*PROBLEM DETAILS*: For this exercise, return all the data word for word, with images left out.

*** Begin section ***

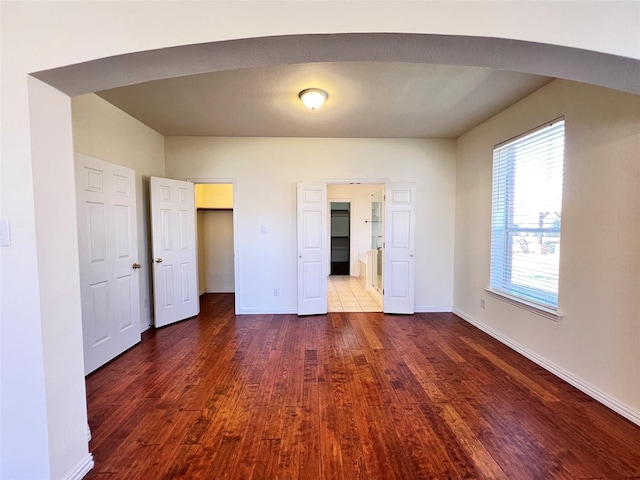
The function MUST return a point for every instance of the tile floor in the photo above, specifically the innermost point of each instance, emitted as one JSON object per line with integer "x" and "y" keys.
{"x": 347, "y": 294}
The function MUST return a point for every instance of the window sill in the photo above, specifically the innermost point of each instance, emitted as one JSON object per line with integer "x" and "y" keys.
{"x": 541, "y": 310}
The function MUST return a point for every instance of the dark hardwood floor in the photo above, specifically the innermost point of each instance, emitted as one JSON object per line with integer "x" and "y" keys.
{"x": 346, "y": 395}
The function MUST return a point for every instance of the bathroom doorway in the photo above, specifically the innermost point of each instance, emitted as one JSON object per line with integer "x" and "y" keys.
{"x": 351, "y": 229}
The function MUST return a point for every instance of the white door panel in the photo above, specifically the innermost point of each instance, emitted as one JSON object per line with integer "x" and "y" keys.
{"x": 312, "y": 248}
{"x": 175, "y": 272}
{"x": 399, "y": 250}
{"x": 106, "y": 203}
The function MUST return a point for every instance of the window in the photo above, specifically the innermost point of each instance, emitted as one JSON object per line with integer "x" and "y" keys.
{"x": 527, "y": 214}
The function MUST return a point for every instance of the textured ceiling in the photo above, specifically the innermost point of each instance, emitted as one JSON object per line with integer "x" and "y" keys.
{"x": 366, "y": 99}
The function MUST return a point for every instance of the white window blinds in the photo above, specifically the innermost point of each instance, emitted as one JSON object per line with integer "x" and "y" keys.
{"x": 527, "y": 214}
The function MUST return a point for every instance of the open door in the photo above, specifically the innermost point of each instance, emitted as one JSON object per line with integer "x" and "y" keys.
{"x": 108, "y": 252}
{"x": 399, "y": 248}
{"x": 175, "y": 268}
{"x": 312, "y": 248}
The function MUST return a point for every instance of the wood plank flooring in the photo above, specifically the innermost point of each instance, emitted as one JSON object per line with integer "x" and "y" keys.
{"x": 343, "y": 396}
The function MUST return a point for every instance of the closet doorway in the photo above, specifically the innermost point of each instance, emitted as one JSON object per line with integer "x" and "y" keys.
{"x": 216, "y": 236}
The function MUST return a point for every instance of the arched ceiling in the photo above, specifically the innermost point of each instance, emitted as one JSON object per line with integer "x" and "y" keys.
{"x": 380, "y": 85}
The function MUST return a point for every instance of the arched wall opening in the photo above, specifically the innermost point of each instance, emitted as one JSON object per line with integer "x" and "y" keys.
{"x": 52, "y": 159}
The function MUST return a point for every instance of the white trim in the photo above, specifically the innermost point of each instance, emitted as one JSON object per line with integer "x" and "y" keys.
{"x": 266, "y": 311}
{"x": 625, "y": 410}
{"x": 532, "y": 307}
{"x": 82, "y": 469}
{"x": 432, "y": 309}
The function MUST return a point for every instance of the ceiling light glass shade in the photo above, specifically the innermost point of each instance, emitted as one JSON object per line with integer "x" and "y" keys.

*** End section ***

*SOLUTION FOR THIS PROBLEM*:
The function MUST return a point for every instance of the tile floor in the photo above, specifically the innermost point of each instance, emitted as one JSON object per line with integer "x" and "y" keys.
{"x": 347, "y": 294}
The function MUST return a point for every instance of the window sill in the photo above, specifically the innermost point of each instance, emitted as one JSON object per line with integer "x" and "y" keys.
{"x": 541, "y": 310}
The function MUST return a point for every instance of the dark hardwood floor in the photo above, specifically the innermost point of each instance, emitted as one JSON object per line with integer "x" and "y" keys.
{"x": 346, "y": 395}
The function MUST return a point for every instance of the bathroom doorway in the photo above, specifically the innermost point of each instance, emitted as one JSON object per line with integer "x" and "y" keys.
{"x": 351, "y": 229}
The function MUST return a point for every instance of the white door panel in the photo above, specifically the innermost point of each instance, emitted as one JSON object per line with integer "x" and "y" keys.
{"x": 312, "y": 248}
{"x": 175, "y": 272}
{"x": 399, "y": 250}
{"x": 106, "y": 203}
The function MUST return a point for every instance of the window in the photo above, specifically the innermost point of each instance, emitted as one JSON object per line with integer "x" and "y" keys.
{"x": 527, "y": 214}
The function MUST return a point for every instance of the textured ceiling in the photo above, specifically the innermost point of each instance, emitted as one JSON object per line with integer "x" and "y" keys.
{"x": 366, "y": 99}
The function MUST return a point for every instance of the white window blinds in the photo above, specifically the innermost point of each instance, emitted as one JSON object per line with integer "x" and "y" keys.
{"x": 527, "y": 214}
The function MUST return a point for every instance of the open door in the photo above, specifically the innermost point of each instance, emitted as one JSON object per line with integer "x" and "y" keys.
{"x": 108, "y": 252}
{"x": 399, "y": 248}
{"x": 175, "y": 268}
{"x": 312, "y": 248}
The function MUST return a point for every instance of the wood plank flooring in the photo above, specifically the innermost point of each instance, emitted as one JSON object per line with integer "x" and "y" keys.
{"x": 343, "y": 396}
The function MUST return a point for every instance of the closet doorway in the photo above, specifically the innermost point of each instance, emitted as one JSON object per line with integer "x" and "y" keys.
{"x": 216, "y": 236}
The function MUST return a point for every instance of the arched ceiling in the photo above, specifically the innermost point of each instance, emitted as one JSON object per line with integer "x" and "y" keys.
{"x": 380, "y": 85}
The function MUST return a point for every instance of the arched wall opening in the photo above, specifically the innermost point of each instance, emitted as one JSON object per line with integer "x" and "y" keys.
{"x": 52, "y": 159}
The function MUST return a point for every instance of the white trim in the photo above, specifically the innermost point of each instance, emitted as one JSON object per line with integer "x" and "y" keys.
{"x": 266, "y": 311}
{"x": 625, "y": 410}
{"x": 532, "y": 307}
{"x": 82, "y": 469}
{"x": 432, "y": 309}
The function MUST return a point for every instance of the ceiling light glass shade in the photo above, specifically the innermost point of each instance, emitted as one JSON object per line with integer "x" and "y" keys.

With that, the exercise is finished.